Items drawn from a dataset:
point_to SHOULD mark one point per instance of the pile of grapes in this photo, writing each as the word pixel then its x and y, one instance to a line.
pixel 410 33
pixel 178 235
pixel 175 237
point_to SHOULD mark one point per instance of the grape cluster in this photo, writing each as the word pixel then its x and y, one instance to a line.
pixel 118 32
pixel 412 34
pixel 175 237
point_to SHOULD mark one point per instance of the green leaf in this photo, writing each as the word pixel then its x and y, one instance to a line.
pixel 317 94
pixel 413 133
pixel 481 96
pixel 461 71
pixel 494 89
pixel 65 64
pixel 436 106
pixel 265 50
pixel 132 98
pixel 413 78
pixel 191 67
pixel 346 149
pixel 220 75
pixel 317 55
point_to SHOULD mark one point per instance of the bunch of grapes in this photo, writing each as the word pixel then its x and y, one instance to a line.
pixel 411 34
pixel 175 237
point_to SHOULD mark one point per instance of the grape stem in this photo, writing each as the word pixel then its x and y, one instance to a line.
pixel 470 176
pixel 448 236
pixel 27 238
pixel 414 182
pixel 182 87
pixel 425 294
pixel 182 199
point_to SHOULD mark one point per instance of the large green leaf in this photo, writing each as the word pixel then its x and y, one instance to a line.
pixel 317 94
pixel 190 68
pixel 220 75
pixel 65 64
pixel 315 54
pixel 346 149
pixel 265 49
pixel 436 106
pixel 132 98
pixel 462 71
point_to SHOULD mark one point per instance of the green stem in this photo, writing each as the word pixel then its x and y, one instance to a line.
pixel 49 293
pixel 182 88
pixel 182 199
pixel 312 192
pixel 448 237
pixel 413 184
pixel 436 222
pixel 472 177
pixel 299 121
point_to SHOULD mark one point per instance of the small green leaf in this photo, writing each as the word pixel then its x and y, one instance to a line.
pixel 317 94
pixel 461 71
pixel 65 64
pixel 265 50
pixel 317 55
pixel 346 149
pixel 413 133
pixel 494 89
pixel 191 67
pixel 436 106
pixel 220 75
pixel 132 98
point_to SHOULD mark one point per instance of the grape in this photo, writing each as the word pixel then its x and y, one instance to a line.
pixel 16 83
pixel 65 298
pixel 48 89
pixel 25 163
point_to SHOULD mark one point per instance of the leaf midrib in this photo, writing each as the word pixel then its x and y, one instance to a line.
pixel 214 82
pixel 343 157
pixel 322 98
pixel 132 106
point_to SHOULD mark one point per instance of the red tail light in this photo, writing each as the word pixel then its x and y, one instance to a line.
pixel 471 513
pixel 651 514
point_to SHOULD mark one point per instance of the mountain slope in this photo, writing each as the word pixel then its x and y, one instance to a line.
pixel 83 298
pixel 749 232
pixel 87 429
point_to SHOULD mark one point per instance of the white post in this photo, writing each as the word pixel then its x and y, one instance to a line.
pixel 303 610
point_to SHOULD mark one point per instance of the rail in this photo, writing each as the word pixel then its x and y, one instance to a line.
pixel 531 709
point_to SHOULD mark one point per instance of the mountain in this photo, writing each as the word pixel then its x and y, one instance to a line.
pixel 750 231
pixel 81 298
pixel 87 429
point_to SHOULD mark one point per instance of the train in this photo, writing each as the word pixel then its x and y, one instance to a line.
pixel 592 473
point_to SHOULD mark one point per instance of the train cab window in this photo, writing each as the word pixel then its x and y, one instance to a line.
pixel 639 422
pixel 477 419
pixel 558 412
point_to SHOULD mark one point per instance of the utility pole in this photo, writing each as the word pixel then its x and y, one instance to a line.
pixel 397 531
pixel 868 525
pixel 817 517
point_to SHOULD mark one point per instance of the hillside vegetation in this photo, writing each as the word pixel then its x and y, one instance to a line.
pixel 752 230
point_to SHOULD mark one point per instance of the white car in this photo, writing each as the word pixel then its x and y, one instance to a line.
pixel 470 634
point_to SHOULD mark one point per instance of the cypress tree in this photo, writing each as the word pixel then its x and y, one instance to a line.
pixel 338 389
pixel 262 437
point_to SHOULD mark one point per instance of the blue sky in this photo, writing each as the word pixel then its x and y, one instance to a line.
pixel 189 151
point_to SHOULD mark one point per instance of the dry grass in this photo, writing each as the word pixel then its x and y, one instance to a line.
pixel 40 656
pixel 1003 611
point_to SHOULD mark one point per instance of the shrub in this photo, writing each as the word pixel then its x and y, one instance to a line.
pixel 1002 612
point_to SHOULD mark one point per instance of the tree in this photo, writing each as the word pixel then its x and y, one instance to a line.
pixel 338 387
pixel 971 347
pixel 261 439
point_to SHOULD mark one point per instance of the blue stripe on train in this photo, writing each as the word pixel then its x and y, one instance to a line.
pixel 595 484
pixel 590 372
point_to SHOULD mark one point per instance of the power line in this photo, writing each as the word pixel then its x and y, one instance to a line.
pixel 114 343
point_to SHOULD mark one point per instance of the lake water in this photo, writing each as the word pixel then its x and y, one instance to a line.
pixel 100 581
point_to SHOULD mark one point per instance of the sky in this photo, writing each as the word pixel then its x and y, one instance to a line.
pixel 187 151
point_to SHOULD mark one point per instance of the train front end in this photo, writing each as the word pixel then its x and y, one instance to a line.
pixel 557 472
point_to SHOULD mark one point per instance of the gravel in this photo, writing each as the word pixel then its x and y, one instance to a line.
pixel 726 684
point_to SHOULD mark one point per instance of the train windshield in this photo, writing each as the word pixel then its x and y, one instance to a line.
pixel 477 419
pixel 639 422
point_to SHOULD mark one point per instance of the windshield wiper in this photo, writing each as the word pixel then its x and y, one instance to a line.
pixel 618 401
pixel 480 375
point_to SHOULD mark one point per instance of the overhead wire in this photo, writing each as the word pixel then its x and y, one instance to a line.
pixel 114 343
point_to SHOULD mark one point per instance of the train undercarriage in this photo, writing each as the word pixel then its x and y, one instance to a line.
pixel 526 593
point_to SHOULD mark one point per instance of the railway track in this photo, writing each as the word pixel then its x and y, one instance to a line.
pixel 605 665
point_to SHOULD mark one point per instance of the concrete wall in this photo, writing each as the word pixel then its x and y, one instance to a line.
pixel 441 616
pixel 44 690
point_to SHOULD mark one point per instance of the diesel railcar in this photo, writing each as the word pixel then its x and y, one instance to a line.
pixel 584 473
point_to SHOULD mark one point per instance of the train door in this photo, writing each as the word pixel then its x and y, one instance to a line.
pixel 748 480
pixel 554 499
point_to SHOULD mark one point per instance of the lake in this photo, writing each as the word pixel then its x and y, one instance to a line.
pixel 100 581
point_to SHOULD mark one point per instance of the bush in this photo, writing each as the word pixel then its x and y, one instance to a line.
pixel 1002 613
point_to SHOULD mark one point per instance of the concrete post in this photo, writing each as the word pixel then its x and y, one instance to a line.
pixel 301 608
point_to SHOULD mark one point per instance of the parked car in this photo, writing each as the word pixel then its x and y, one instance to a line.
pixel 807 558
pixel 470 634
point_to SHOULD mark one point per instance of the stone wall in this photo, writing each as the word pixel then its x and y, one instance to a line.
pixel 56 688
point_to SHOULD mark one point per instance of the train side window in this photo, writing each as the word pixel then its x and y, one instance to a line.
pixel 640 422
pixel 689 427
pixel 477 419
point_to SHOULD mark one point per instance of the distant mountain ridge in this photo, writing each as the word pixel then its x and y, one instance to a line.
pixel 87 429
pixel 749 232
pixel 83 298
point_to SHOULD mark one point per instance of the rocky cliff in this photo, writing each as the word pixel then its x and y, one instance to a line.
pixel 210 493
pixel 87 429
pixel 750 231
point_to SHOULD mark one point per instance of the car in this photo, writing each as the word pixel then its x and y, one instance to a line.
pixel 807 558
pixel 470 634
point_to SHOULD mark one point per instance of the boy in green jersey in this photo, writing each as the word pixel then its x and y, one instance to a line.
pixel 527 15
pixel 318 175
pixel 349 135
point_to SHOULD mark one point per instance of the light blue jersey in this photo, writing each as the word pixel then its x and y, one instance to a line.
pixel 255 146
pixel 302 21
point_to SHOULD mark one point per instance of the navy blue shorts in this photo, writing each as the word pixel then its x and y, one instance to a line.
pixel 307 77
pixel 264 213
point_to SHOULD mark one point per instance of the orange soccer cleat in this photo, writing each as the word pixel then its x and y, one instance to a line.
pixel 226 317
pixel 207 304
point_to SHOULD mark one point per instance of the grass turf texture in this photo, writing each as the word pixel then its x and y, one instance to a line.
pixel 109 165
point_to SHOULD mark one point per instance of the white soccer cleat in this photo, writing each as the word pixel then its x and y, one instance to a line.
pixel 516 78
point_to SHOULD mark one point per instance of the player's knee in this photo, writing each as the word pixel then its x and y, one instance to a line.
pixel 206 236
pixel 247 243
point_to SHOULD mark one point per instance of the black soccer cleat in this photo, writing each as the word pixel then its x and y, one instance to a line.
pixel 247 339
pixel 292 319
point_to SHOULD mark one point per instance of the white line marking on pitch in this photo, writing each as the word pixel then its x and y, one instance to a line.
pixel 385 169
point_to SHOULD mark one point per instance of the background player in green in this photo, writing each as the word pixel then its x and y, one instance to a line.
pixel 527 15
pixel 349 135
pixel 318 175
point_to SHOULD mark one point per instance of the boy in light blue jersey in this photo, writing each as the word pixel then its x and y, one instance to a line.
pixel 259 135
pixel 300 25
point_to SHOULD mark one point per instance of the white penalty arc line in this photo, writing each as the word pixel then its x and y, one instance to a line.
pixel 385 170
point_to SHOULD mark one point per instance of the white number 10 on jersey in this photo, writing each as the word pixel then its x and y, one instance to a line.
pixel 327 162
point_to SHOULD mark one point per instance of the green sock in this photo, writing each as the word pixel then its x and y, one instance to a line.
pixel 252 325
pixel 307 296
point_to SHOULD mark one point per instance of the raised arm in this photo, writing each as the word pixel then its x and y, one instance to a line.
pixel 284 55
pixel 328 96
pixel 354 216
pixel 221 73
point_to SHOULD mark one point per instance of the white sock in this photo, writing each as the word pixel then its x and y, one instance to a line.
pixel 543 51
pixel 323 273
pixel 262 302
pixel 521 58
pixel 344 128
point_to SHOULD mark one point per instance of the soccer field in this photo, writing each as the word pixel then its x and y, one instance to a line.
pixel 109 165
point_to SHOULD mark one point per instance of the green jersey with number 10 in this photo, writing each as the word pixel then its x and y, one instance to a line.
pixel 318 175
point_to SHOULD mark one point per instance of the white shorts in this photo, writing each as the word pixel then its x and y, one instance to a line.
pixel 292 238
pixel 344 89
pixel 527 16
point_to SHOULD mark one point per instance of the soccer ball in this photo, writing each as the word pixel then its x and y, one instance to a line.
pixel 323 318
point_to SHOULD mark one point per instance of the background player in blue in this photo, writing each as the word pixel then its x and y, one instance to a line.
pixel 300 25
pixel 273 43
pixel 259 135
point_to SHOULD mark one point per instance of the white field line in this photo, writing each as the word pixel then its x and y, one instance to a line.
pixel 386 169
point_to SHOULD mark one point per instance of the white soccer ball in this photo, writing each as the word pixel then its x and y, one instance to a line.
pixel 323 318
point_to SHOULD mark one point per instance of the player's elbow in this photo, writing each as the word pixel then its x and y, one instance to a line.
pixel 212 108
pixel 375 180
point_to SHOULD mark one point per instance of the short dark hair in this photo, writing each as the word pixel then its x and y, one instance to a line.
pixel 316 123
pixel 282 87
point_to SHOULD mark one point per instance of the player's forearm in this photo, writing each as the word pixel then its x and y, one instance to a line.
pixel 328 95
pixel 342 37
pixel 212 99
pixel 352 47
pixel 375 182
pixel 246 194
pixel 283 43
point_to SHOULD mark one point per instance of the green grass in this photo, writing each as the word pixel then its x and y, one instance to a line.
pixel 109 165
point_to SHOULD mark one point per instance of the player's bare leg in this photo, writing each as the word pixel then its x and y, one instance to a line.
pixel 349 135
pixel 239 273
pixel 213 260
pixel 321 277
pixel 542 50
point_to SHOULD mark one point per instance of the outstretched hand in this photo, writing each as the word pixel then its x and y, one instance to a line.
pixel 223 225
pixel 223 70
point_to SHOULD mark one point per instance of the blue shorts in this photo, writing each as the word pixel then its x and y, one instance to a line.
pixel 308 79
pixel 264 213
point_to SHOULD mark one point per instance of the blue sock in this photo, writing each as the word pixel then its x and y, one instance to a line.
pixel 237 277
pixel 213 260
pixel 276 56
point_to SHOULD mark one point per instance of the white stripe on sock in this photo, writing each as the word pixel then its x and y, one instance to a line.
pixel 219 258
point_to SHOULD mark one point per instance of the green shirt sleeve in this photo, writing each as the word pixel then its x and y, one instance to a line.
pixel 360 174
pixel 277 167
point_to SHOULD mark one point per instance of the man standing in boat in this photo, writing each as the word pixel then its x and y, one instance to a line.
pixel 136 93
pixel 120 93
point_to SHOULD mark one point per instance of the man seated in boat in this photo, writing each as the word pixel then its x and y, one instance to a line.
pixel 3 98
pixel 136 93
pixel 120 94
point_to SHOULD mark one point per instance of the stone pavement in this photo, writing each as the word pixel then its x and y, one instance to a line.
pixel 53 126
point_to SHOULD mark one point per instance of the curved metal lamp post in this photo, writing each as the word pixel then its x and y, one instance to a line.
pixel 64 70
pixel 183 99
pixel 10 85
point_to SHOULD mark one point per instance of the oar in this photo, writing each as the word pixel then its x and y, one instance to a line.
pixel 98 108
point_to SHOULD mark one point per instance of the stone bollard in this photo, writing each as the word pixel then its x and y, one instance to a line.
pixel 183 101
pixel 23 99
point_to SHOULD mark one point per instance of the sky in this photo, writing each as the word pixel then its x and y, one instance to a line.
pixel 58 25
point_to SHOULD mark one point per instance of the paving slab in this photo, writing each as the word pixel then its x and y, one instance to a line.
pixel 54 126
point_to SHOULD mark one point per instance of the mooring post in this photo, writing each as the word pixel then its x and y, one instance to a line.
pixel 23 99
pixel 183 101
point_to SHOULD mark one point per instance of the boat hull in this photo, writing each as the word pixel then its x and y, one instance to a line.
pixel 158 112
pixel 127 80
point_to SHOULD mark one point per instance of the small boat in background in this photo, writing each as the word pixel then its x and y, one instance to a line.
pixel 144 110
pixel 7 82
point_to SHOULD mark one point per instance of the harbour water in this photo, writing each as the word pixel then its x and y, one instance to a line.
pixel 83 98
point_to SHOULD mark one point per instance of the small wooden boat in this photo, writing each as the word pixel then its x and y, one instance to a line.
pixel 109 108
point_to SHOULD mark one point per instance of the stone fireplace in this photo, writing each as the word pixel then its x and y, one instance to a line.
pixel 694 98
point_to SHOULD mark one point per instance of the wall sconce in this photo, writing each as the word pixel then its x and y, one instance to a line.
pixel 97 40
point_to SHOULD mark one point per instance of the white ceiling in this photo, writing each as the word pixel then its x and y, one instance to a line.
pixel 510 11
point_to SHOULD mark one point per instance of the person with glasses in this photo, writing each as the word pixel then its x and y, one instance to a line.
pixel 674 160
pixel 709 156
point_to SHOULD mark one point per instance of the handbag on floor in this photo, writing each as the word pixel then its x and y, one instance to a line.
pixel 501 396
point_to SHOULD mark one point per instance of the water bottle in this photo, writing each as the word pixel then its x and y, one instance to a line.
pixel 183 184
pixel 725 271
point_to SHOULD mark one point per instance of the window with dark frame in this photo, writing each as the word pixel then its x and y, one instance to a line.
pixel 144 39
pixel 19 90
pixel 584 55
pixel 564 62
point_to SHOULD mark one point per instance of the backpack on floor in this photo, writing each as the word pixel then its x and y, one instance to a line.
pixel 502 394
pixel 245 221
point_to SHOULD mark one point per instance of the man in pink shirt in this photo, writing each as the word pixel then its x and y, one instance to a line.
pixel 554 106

• [Directions for this task] Turn the lines above into a JSON list of strings, starting with the line that contains "point_to SHOULD mark one point per instance of the man standing" and going on through the line that contains "pixel 10 85", both included. Use one string per line and leave out any blank lines.

• [Answer to the problem]
[
  "point_to SHOULD mark one point per instance of the man standing in boat in this photo, writing each as the word pixel then its x and y, one instance to a line.",
  "pixel 136 93",
  "pixel 120 93",
  "point_to SHOULD mark one point per instance of the man seated in boat in this photo, writing each as the word pixel then its x and y, one instance to a line.",
  "pixel 3 98",
  "pixel 136 93",
  "pixel 120 94",
  "point_to SHOULD mark one point per instance of the stone pavement in this photo, writing each as the word pixel then its x and y, one instance to a line.",
  "pixel 53 126",
  "point_to SHOULD mark one point per instance of the curved metal lamp post in this photo, writing each as the word pixel then its x and y, one instance to a line.",
  "pixel 64 70",
  "pixel 183 99",
  "pixel 10 85"
]